**Records for this exercise**
--*--

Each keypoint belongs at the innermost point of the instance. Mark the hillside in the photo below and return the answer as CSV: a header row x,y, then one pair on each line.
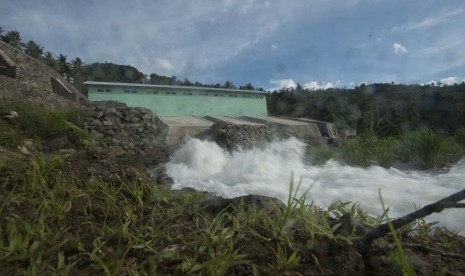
x,y
74,203
33,83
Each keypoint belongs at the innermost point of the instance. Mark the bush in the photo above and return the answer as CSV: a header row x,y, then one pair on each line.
x,y
319,155
41,123
368,150
428,149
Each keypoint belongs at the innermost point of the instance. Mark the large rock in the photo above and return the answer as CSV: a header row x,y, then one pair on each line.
x,y
258,202
233,136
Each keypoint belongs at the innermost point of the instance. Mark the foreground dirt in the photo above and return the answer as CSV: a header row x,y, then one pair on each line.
x,y
181,236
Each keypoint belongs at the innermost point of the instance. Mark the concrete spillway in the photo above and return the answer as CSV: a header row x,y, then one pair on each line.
x,y
175,129
232,120
299,129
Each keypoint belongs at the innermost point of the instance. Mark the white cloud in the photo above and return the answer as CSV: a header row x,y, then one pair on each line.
x,y
399,48
445,81
433,21
451,80
163,64
282,84
314,85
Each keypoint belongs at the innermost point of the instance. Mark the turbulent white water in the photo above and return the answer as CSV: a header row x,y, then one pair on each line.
x,y
205,166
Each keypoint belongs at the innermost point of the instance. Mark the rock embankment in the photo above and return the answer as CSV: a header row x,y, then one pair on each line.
x,y
128,133
234,136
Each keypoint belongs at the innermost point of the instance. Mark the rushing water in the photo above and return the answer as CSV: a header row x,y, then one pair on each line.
x,y
268,171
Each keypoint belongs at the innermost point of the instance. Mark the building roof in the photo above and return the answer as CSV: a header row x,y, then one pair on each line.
x,y
171,87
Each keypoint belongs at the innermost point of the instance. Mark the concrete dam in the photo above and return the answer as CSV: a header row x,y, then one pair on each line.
x,y
175,129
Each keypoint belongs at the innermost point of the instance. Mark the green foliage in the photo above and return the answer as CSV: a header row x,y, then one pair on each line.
x,y
318,155
368,150
9,137
427,148
38,122
423,148
382,109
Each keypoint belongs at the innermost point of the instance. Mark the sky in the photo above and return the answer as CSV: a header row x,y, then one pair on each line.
x,y
269,43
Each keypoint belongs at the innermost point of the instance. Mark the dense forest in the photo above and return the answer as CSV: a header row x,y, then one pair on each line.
x,y
381,109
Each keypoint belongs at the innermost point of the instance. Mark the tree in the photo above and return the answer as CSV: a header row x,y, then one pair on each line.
x,y
247,86
14,39
49,59
76,71
33,49
63,66
229,84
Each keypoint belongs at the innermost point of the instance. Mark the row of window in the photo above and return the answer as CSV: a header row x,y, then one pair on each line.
x,y
126,91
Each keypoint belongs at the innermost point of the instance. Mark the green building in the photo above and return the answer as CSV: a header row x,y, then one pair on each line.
x,y
167,100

--*--

**Requirement**
Render each line of the records above as a row of a Markdown table with the columns No. and Text, numbering the rows in order and skipping blank lines. Leave the pictures out of the answer.

**Full answer**
| No. | Text |
|---|---|
| 1 | Each keypoint belongs at the innermost point of the instance. Mark the hillside in the photo below and return the answer as CSV: a header row x,y, then one pair on each line. |
| 2 | x,y |
| 3 | 74,203 |
| 4 | 33,83 |
| 5 | Each keypoint belongs at the innermost point of the instance. Mark the bush in the photo above and return the answer as CSV: a header row x,y, then one pair on each line. |
| 6 | x,y |
| 7 | 319,155 |
| 8 | 41,123 |
| 9 | 368,150 |
| 10 | 428,149 |
| 11 | Each keypoint belongs at the innermost point of the instance. Mark the large rock in the photo above and return the answer as CSV: a header row x,y, then one pair on each line. |
| 12 | x,y |
| 13 | 258,202 |
| 14 | 233,136 |
| 15 | Each keypoint belongs at the innermost point of the instance. Mark the foreground dirt in the photo above and return the answer as CSV: a header row x,y, then one pair on each line. |
| 16 | x,y |
| 17 | 181,236 |
| 18 | Each keypoint belongs at the innermost point of the instance. Mark the concrete spillway in the photo above and return the answer as CSV: a header row x,y, then one pair on each line. |
| 19 | x,y |
| 20 | 175,129 |
| 21 | 232,120 |
| 22 | 299,129 |
| 23 | Each keypoint belongs at the innermost point of the instance. Mark the white cloud in the photo above and return the answer as CSV: a header row x,y, then one pair on each line. |
| 24 | x,y |
| 25 | 399,48 |
| 26 | 445,81 |
| 27 | 433,21 |
| 28 | 451,80 |
| 29 | 163,64 |
| 30 | 282,84 |
| 31 | 314,85 |
| 32 | Each keypoint belongs at the innermost point of the instance. Mark the turbulent white water in the photo above and return the answer as CSV: a header row x,y, then one pair on each line. |
| 33 | x,y |
| 34 | 205,166 |
| 35 | Each keypoint belongs at the innermost point of the instance. Mark the rock embankment in the photo above and return the answer as CSV: a header row x,y, then one pair on each line. |
| 36 | x,y |
| 37 | 128,133 |
| 38 | 234,136 |
| 39 | Each keypoint belongs at the innermost point of the instance. Mark the rushing water in the photo above and return the answer as CSV: a header row x,y, then one pair on each line. |
| 40 | x,y |
| 41 | 268,171 |
| 42 | Each keypoint belongs at the innermost point of the instance. Mark the building roof in the photo above and return the answer as CSV: a header row x,y, then one pair on each line. |
| 43 | x,y |
| 44 | 171,87 |
| 45 | Each keypoint belongs at the innermost point of the instance. Mark the concrete dam in the photo above and return the answer as CSV: a header row x,y, then one pair on each line. |
| 46 | x,y |
| 47 | 175,129 |
| 48 | Each keypoint belongs at the innermost point of the instance. Mark the green foliage in the photo above and return the answer as CSV: a header row x,y, then one pair on each line. |
| 49 | x,y |
| 50 | 318,155 |
| 51 | 368,150 |
| 52 | 9,137 |
| 53 | 427,148 |
| 54 | 38,122 |
| 55 | 423,148 |
| 56 | 382,109 |
| 57 | Each keypoint belongs at the innermost point of the instance. Mark the sky in the photo above and return the answer as CSV: a header row x,y, then one pair on each line. |
| 58 | x,y |
| 59 | 269,43 |
| 60 | Each keypoint belongs at the innermost point of the instance. Mark the dense forest in the photo above and return the answer as CSV: a header row x,y, then one pair on each line. |
| 61 | x,y |
| 62 | 381,109 |
| 63 | Each keypoint belongs at the innermost point of the instance. Mark the tree in the photo above and return the answer as CSV: a header row x,y, then one pair on each line. |
| 64 | x,y |
| 65 | 247,86 |
| 66 | 14,39 |
| 67 | 49,59 |
| 68 | 76,71 |
| 69 | 33,49 |
| 70 | 63,66 |
| 71 | 229,84 |
| 72 | Each keypoint belongs at the innermost point of the instance. Mark the row of window in the photo above and return the answer as CSV: a header row x,y, then one pair on each line. |
| 73 | x,y |
| 74 | 126,91 |
| 75 | Each keypoint belongs at the innermost point of the instance. Mark the green building in the photo above and return the answer as CSV: a header row x,y, then one pair on each line. |
| 76 | x,y |
| 77 | 167,100 |